> Selected excerpt:
--------------------------------

Projection of a 3D circle onto a 2D camera image - python

Asked this on math.stackexchange, but no responses so trying here, hopefully the computer vision people are more able to help out.
Assume that I have a 3D circle with a center at (c1, c2, c3) in the circle coordinate frame C. The radius of the circle is r, and there is a unit vector (v1, v2, v3) (also in coordinate frame C) normal to the plane of the circle at the center point.
I have a pinhole camera located at point (k1, k2, k3) in the camera coordinate frame K. I have a known camera-to-circle coordinate frame transformation matrix kTc that transforms any point in C to coordinate frame K so that point_k = np.dot(kTc, point_c) where point_k is a point in the K frame coordinates and point_c is a point in the C frame coordinates. The camera has a known intrinsic camera matrix I.
How do I project the 3D circle onto the image plane of the camera?
Ideally would like to do this in python.

I think you want to use the scipy module in conjunction with numpy. The problem you are solving is the transformation of the sphere into a 2D plane and then transforming that plane (by rotating and shifting) to the camera plane (whichever that is).
First of all, some information is missing here about the camera plane (phi and/or theta wrt origin) or the equation of the plane and about the sphere (the equation of the sphere in radial coordinates). Transformations would be a bit tough without equations, angles, and plane(s) information. I agree you have given the information in variables, but it would be easy to have equations in handy OR the first step would be making equations (doing it by hand or using mathematica etc.)
I will be using this documentation to attempt to answer your question - https://docs.scipy.org/doc/scipy/reference/generated/scipy.spatial.transform.Rotation.html
Following is a pseudo code
do not attempt to execute it as is
import numpy as np
from scipy.spatial.transform import Rotation
# Define the center of the circle in the circle coordinate frame
c = np.array([c1, c2, c3])
# Define the normal vector of the circle in the circle coordinate frame
n = np.array([v1, v2, v3])
# Define the camera center in the camera coordinate frame
k = np.array([k1, k2, k3])
# Define the intrinsic camera matrix
I = np.array(..., dtype=np.float32)
# Define the rotation matrix part of kTc
R = np.array(..., dtype=np.float32)
# Define the translation vector part of kTc
t = np.array(..., dtype=np.float32)
# Convert R to a scipy Rotation object
R_obj = Rotation.from_dcm(R)
# Transform the center of the circle to the camera coordinate frame
c_k = R_obj.apply(c) + t
# Project the center of the circle onto the image plane
c_p = I # c_k
# Normalize the center projection by dividing by its third component
c_p = c_p[:2] / c_p[2]
# Transform the normal vector to the camera coordinate frame
n_k = R_obj.apply(n)

--------------------------------

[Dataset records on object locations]
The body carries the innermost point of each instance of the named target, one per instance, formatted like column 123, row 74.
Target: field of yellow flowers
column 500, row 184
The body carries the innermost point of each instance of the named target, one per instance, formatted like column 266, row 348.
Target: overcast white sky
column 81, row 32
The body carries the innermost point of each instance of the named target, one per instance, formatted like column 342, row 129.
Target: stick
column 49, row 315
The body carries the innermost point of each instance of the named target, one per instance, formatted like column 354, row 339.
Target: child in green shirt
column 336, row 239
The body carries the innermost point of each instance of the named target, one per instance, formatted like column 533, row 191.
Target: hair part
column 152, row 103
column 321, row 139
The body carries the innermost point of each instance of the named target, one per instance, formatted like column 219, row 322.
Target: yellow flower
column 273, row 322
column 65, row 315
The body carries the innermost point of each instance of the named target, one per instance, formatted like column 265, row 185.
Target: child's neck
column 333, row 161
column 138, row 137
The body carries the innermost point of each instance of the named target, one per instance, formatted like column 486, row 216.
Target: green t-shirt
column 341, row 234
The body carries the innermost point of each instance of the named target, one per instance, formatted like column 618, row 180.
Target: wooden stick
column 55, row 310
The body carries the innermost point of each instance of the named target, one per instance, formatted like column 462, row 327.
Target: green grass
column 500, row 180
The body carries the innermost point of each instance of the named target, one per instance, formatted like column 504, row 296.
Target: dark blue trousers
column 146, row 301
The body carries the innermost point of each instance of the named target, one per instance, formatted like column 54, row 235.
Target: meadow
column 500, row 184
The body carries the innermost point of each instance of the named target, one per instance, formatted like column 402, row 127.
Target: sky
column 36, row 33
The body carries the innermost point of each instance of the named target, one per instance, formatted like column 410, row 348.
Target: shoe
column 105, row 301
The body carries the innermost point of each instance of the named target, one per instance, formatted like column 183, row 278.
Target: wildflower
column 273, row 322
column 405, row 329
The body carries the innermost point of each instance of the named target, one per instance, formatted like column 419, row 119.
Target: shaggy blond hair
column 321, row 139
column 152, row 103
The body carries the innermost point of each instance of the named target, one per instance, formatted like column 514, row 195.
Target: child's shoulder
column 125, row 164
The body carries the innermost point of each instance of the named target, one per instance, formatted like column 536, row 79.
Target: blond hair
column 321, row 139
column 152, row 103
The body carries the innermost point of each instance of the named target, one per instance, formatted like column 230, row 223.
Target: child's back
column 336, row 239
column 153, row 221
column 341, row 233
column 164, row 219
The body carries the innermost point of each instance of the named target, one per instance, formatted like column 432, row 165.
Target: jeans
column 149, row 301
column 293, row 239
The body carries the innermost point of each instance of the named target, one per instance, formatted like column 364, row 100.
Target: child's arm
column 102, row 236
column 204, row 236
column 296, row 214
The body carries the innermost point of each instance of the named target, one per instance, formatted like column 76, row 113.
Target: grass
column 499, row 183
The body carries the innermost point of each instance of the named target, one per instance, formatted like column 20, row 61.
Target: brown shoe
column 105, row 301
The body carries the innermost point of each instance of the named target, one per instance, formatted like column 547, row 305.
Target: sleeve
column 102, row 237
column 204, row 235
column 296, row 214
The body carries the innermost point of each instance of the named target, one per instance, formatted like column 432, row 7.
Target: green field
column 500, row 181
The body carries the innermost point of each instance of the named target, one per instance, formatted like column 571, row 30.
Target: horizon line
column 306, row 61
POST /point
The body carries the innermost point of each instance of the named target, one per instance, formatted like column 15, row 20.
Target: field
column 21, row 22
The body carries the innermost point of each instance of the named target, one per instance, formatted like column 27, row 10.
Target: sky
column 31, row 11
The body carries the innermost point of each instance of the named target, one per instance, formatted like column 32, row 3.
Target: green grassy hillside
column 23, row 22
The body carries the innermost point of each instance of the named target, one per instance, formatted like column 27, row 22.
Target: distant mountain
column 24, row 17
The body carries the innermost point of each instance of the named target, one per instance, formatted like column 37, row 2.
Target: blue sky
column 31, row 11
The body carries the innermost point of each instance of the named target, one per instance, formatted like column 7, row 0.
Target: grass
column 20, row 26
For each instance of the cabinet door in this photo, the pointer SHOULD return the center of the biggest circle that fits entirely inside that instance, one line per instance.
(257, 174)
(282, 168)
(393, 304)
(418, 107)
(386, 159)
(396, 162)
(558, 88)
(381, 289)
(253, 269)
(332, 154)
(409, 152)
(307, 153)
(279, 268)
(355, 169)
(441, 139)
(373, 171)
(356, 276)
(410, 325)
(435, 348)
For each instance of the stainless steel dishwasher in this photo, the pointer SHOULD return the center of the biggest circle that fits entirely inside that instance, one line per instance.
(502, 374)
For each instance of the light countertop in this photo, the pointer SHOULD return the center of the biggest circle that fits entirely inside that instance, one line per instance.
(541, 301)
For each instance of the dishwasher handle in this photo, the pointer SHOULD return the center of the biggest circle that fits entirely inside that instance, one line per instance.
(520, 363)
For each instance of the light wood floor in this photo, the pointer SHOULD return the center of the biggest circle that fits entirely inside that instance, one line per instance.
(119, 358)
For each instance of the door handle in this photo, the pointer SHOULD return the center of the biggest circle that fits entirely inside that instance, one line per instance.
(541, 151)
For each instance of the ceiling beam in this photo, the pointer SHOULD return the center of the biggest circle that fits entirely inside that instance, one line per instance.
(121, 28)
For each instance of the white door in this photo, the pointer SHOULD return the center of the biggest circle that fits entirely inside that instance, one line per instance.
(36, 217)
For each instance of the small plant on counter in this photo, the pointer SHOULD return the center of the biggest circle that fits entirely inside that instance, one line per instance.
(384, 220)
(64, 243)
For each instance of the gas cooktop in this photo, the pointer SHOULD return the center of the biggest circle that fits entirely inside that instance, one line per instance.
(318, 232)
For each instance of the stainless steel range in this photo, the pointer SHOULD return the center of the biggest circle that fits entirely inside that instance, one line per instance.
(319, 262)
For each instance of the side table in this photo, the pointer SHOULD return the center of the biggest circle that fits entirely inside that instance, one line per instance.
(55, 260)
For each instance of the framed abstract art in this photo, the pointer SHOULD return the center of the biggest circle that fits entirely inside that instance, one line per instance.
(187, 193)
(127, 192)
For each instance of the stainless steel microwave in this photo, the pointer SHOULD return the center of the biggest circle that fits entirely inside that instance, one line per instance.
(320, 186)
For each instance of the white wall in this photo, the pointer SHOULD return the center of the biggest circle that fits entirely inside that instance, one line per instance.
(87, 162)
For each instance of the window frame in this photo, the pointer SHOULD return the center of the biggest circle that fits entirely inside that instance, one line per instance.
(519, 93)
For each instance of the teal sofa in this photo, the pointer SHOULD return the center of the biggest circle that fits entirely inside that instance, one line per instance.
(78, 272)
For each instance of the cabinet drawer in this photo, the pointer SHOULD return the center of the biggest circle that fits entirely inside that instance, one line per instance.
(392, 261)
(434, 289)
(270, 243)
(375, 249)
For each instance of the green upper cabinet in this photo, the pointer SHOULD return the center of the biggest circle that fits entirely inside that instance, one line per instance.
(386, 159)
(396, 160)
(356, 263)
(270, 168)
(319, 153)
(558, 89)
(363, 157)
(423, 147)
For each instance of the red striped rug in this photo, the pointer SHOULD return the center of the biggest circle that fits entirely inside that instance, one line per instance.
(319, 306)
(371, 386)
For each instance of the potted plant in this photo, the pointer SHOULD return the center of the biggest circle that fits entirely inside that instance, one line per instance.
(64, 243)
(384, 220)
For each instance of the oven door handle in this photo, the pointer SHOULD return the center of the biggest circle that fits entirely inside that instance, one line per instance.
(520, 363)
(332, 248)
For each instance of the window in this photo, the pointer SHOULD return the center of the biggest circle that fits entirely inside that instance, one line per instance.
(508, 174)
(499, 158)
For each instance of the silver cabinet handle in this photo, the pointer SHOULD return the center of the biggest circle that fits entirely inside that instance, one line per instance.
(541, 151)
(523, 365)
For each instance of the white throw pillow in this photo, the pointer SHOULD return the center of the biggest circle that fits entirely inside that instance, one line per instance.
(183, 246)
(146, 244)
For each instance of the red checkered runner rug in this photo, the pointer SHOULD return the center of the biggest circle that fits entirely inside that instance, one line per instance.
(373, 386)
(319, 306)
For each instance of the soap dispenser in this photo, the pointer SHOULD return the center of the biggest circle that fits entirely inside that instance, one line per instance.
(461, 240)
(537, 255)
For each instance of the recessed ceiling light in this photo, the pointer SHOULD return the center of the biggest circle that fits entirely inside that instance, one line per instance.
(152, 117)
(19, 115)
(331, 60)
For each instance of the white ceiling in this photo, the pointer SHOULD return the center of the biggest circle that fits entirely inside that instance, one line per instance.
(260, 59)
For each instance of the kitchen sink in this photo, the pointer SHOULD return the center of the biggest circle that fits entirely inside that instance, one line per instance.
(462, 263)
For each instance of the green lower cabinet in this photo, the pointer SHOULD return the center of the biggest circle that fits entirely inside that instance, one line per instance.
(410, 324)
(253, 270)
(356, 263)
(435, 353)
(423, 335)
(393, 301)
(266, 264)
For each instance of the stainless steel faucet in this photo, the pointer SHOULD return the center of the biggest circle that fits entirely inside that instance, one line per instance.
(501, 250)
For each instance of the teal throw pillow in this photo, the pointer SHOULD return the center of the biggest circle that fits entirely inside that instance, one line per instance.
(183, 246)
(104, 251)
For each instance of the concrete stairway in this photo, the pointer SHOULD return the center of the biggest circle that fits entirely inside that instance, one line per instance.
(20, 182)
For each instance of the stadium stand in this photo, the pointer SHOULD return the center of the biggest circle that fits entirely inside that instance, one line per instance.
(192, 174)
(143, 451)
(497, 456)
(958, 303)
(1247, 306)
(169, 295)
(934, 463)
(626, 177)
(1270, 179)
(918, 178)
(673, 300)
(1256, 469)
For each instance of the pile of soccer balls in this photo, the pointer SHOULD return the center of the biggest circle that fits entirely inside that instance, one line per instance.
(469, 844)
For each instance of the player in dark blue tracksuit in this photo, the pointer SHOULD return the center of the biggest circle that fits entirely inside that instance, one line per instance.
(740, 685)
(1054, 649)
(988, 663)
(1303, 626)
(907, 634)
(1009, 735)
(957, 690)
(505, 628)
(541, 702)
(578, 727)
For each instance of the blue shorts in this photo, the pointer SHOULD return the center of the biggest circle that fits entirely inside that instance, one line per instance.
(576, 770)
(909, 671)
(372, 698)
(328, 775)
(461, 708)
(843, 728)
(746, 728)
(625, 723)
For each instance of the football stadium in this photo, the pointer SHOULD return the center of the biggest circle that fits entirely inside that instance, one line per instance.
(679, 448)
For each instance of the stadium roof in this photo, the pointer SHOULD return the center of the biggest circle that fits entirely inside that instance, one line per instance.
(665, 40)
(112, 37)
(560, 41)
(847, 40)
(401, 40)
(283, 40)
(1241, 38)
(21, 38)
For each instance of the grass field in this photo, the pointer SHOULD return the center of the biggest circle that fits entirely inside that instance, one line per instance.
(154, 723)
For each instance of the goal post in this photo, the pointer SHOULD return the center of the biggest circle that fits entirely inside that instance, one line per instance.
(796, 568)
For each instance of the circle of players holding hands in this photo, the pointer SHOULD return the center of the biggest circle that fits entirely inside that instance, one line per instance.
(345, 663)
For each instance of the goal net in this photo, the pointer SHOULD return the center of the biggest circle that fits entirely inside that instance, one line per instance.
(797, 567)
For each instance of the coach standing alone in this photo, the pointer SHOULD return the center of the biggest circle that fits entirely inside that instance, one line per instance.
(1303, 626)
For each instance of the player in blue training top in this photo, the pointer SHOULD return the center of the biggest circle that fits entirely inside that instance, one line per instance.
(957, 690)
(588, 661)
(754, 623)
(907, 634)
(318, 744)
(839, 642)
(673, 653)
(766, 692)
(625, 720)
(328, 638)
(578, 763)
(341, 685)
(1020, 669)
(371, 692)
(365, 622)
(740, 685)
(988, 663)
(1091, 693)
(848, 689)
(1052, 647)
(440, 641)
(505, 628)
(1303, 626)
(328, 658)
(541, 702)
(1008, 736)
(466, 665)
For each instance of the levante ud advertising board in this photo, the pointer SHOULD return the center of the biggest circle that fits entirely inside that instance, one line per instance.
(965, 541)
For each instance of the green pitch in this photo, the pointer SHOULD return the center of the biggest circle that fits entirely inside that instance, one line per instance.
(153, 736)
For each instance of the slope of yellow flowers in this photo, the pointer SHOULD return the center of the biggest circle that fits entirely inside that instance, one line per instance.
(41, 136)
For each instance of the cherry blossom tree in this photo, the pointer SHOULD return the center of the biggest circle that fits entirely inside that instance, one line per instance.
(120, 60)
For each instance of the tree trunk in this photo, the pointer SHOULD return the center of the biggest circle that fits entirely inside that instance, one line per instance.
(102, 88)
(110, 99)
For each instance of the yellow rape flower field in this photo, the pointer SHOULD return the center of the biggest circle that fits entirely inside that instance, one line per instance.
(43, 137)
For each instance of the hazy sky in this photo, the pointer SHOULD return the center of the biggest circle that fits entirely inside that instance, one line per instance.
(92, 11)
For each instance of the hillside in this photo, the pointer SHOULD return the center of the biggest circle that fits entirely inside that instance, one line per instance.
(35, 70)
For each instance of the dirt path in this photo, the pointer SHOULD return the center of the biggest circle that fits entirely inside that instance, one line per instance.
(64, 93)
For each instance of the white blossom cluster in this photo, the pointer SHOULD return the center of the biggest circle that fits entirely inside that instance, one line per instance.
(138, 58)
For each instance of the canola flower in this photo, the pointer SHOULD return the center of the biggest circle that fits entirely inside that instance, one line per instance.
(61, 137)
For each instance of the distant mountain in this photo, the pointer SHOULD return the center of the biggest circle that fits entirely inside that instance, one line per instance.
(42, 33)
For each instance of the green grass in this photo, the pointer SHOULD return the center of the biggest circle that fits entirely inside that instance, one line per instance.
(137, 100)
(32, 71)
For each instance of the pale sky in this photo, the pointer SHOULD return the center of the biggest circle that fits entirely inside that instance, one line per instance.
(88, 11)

--------------------------------

> Exercise objective: In the thread on projecting a 3D circle onto a camera image, which two Python modules does the reply suggest using together? This listing comes from a separate source.

> Answer for this exercise: The scipy module in conjunction with numpy.